---------- THE DATA ----------
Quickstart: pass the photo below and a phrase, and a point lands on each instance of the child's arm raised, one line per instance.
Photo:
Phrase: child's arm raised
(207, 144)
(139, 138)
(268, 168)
----------
> _WORK TO COMPLETE_
Print each of the rows above again, word for word and in the same order, with nothing changed.

> _ANSWER TO THE PROBLEM_
Quickstart: pass the photo below and a phrase, and a point lands on each instance of the child's arm raised, one line per instance.
Photo:
Phrase: child's arm raised
(207, 144)
(139, 138)
(268, 168)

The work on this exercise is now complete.